==== Input records

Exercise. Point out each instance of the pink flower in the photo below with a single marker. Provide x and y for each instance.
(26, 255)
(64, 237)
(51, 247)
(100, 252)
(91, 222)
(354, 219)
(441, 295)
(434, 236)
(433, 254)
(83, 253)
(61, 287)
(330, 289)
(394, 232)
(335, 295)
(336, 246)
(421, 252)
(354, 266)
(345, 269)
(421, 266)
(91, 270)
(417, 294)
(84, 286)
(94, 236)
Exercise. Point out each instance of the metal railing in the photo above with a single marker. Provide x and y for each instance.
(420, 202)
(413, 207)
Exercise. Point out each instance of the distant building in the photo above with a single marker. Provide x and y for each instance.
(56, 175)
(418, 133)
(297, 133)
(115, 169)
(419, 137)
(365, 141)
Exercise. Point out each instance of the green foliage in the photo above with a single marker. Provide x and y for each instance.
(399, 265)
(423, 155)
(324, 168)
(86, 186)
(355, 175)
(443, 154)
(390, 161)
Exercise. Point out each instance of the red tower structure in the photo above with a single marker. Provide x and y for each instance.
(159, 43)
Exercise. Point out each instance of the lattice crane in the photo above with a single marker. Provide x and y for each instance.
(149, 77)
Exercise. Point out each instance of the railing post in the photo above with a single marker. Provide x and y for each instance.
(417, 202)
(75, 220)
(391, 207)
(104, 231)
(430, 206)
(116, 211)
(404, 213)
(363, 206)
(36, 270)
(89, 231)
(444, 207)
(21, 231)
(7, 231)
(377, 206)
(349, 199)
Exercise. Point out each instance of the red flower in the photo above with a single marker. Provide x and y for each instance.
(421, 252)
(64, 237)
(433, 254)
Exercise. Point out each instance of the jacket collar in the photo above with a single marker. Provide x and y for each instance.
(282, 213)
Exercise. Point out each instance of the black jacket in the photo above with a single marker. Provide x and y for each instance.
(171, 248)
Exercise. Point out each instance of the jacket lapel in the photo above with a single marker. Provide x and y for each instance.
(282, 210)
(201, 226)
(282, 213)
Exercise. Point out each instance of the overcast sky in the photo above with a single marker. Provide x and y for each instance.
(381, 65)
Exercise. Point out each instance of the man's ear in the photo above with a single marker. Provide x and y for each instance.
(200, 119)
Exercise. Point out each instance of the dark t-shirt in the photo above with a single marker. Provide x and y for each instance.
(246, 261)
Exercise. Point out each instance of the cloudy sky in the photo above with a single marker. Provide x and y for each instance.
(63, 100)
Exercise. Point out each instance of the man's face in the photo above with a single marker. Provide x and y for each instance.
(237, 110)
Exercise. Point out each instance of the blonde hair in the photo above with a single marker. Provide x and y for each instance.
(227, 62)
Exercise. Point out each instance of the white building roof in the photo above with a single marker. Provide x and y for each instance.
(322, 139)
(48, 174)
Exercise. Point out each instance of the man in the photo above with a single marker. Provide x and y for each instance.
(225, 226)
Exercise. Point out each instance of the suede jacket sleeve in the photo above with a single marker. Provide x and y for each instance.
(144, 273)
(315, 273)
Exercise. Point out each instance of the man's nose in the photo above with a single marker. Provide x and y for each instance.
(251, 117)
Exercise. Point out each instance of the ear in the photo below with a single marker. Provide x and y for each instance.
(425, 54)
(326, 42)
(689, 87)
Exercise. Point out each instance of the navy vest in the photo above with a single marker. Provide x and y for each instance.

========

◆ **Action item**:
The records above should all be quoted exactly, please.

◆ **Written response**:
Exercise. Point out each instance of the pink flower in the photo below with a single marker. Provide x and y for each instance.
(26, 255)
(64, 237)
(51, 247)
(100, 252)
(91, 222)
(354, 219)
(441, 295)
(434, 236)
(433, 254)
(83, 253)
(61, 287)
(330, 289)
(394, 232)
(335, 295)
(336, 246)
(421, 252)
(354, 266)
(345, 269)
(421, 266)
(91, 270)
(417, 294)
(84, 286)
(94, 236)
Exercise. Point out each instance of the metal railing in the photo above with a single marker. Provide x and y for each instance.
(420, 202)
(413, 207)
Exercise. Point out each instance of the distant building in the photo above with a single marker. Provide x and y for each instance.
(56, 175)
(418, 133)
(297, 133)
(115, 169)
(419, 137)
(365, 141)
Exercise. Point out each instance of the green foliage in the photo above with a single marker. Provide x and y for each instance.
(399, 265)
(423, 155)
(324, 168)
(86, 186)
(355, 175)
(443, 154)
(390, 161)
Exercise. Point out each instance of the red tower structure in the photo above with a single marker. Provide x and y for each instance.
(159, 43)
Exercise. Point out each instance of the lattice crane in the photo above with a single marker. Provide x and y for each instance.
(149, 77)
Exercise. Point out each instance of the railing post in the photo above with a single marker. Provide x and y for each instance.
(417, 202)
(75, 220)
(391, 207)
(104, 231)
(430, 206)
(116, 211)
(404, 213)
(363, 206)
(36, 270)
(89, 231)
(444, 207)
(21, 231)
(7, 231)
(377, 206)
(349, 199)
Exercise. Point out each instance of the red flower in the photo above with a single marker. Provide x and y for each instance.
(421, 252)
(64, 237)
(433, 254)
Exercise. Point out each instance of the jacket collar in the photo above with a single marker. Provide x and y for each instance.
(282, 213)
Exercise. Point out each instance of the black jacket in the photo above with a single marker. Provide x and y for each instance.
(171, 248)
Exercise. Point out each instance of the jacket lapel in the photo above with a single marker. Provide x and y for each instance.
(282, 210)
(201, 226)
(282, 213)
Exercise. Point out each instance of the overcast sky in the photo above with a single marker. Provide x and y for each instance.
(381, 65)
Exercise. Point out each instance of the man's ear in the photo above with a single marker. Provide x and y for each instance.
(200, 119)
Exercise. Point out each instance of the dark t-shirt in the photo above with a single marker. Provide x and y for each instance.
(246, 261)
Exercise. Point out each instance of the cloudy sky in the photo above with a single marker. Provide x and y for each instance.
(63, 100)
Exercise. Point out each instance of the man's face in the photo above with a single marker. Provide x and y for each instance.
(237, 110)
Exercise. Point out each instance of the blonde hair in the photo above with a single marker. Provide x and y for each instance.
(227, 62)
Exercise. Point out each instance of the white building roof in the photo above with a single marker. Provide x and y for each instance.
(322, 139)
(48, 174)
Exercise. Point out each instance of the man in the photo above with a single marker. Provide x and y for each instance.
(225, 226)
Exercise. Point out each instance of the suede jacket sleeve in the photo above with a single marker. Provide x and y for each instance.
(144, 273)
(315, 273)
Exercise. Point out each instance of the man's nose in the photo above with a single marker. Provide x and y for each instance.
(251, 117)
Exercise. Point out each instance of the ear in the photo below with a single marker. Provide x and y for each instance.
(425, 54)
(326, 42)
(689, 87)
Exercise. Point out each instance of the navy vest in the photo above with a single marker. Provide x and y for each instance.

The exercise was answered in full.